<<<<

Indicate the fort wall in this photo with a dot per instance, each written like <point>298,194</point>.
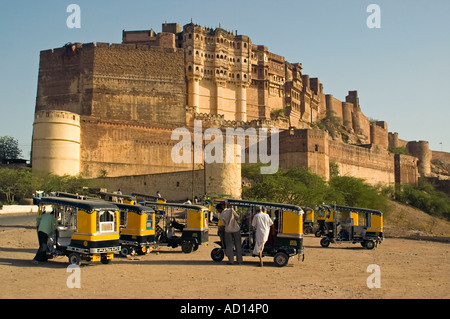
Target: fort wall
<point>56,142</point>
<point>129,97</point>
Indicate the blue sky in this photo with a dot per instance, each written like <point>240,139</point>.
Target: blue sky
<point>401,70</point>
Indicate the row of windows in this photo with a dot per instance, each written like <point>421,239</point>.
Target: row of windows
<point>218,72</point>
<point>218,56</point>
<point>210,40</point>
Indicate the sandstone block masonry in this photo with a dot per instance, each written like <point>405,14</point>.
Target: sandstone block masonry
<point>127,99</point>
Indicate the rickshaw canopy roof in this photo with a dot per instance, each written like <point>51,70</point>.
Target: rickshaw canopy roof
<point>177,205</point>
<point>116,195</point>
<point>247,203</point>
<point>144,196</point>
<point>86,205</point>
<point>135,208</point>
<point>356,209</point>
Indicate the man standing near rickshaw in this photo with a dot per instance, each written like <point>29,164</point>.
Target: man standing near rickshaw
<point>262,223</point>
<point>232,233</point>
<point>45,225</point>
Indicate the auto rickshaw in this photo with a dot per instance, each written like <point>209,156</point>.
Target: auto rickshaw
<point>137,229</point>
<point>118,198</point>
<point>287,238</point>
<point>142,198</point>
<point>85,229</point>
<point>308,220</point>
<point>354,225</point>
<point>182,225</point>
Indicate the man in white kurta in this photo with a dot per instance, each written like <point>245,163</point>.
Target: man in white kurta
<point>261,223</point>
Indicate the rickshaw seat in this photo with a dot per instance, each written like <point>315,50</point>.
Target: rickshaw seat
<point>64,235</point>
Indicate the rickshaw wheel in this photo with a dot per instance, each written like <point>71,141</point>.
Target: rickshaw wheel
<point>370,244</point>
<point>125,250</point>
<point>75,259</point>
<point>186,247</point>
<point>281,259</point>
<point>105,260</point>
<point>217,254</point>
<point>325,242</point>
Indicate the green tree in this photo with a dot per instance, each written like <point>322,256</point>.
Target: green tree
<point>9,148</point>
<point>15,184</point>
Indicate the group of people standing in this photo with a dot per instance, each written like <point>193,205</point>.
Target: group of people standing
<point>231,231</point>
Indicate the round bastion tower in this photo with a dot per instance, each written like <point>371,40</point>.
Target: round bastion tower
<point>56,142</point>
<point>421,150</point>
<point>224,177</point>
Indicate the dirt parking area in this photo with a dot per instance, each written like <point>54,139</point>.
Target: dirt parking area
<point>407,269</point>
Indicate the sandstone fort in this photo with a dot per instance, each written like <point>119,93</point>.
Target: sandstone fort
<point>109,110</point>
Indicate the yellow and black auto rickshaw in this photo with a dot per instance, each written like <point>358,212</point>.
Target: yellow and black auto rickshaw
<point>137,229</point>
<point>118,198</point>
<point>85,229</point>
<point>286,239</point>
<point>182,225</point>
<point>308,220</point>
<point>142,198</point>
<point>352,224</point>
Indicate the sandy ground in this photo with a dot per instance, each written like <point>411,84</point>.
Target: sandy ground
<point>408,269</point>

>>>>

> **WHAT THE TASK REQUIRES**:
All records above are to be printed exactly, minus the pictures they contain.

> **RESPONSE TO THIS EXERCISE**:
Indicate the fort wall in this photo with a dot per instance, each written like <point>298,194</point>.
Target: fort wall
<point>56,142</point>
<point>129,97</point>
Indicate the blue sky in this photo with a dot per instance, each written like <point>240,139</point>.
Target: blue sky
<point>401,70</point>
Indicate the row of windows in this photo with a dot per instance, each written like <point>421,239</point>.
Target: row of windows
<point>218,72</point>
<point>218,56</point>
<point>210,40</point>
Indicate the sandstone block masonry in this photo with a dot per instance, each written like <point>405,14</point>.
Target: sandstone block masonry
<point>127,99</point>
Indicate the rickshaw canopy roof in this photo with a dot per instance, each written like <point>51,70</point>.
Target: rickshaw canopy roof
<point>177,205</point>
<point>116,195</point>
<point>247,203</point>
<point>144,196</point>
<point>86,205</point>
<point>135,208</point>
<point>356,209</point>
Indicate the man standing near rickshaw in this photo with a dot per instance, each written like <point>29,164</point>.
Target: man standing near rickshaw
<point>262,223</point>
<point>232,233</point>
<point>45,225</point>
Indicate the auto rickshaw in this photo with a dot per instance, each written like <point>209,156</point>.
Target: auto rickshaw
<point>137,229</point>
<point>118,198</point>
<point>287,238</point>
<point>142,198</point>
<point>85,229</point>
<point>308,220</point>
<point>354,225</point>
<point>182,225</point>
Indicate the man in white kurta in this photo with a dot per instance, each written like <point>245,163</point>.
Target: man in white kurta
<point>261,223</point>
Indicate the rickshaw seat in this photo with a dot per instance, each written like <point>315,50</point>.
Target: rickshaw seat
<point>64,235</point>
Indicate the rickshaw wheel in this photo with a dot per instance, each written like <point>71,141</point>.
Target: rickshaw wheel
<point>370,244</point>
<point>125,250</point>
<point>75,259</point>
<point>186,247</point>
<point>281,259</point>
<point>105,260</point>
<point>217,254</point>
<point>325,242</point>
Indicate the green tree in this photo with a dot per instance, each written like <point>322,256</point>.
Target: green tree
<point>9,148</point>
<point>15,184</point>
Indicate the group of people standing in this photo with a dot per instance, each written like <point>193,205</point>.
Target: group of people standing
<point>231,231</point>
Indicate the round bastion tower in this photo with a dot per instance, each written like <point>371,40</point>.
Target: round bastion tower
<point>56,142</point>
<point>421,150</point>
<point>224,177</point>
Indicate the dirt parking area in this photo with a dot per instance, each written like <point>54,139</point>.
Target: dirt parking area
<point>407,269</point>
Indicate the sandstone fort in this photo with a dot per instance, each written like <point>119,93</point>.
Target: sandstone fort
<point>109,110</point>
Indicate the yellow and black auto rickshaw in this photo with a dot per instance, each written like <point>358,212</point>.
Target: yellow and black auto rickshaw
<point>137,229</point>
<point>118,198</point>
<point>85,229</point>
<point>286,239</point>
<point>182,225</point>
<point>308,220</point>
<point>142,198</point>
<point>352,224</point>
Indicate the sandy ground in this photo with a dot per instance, each written like <point>411,84</point>.
Target: sandy ground
<point>408,269</point>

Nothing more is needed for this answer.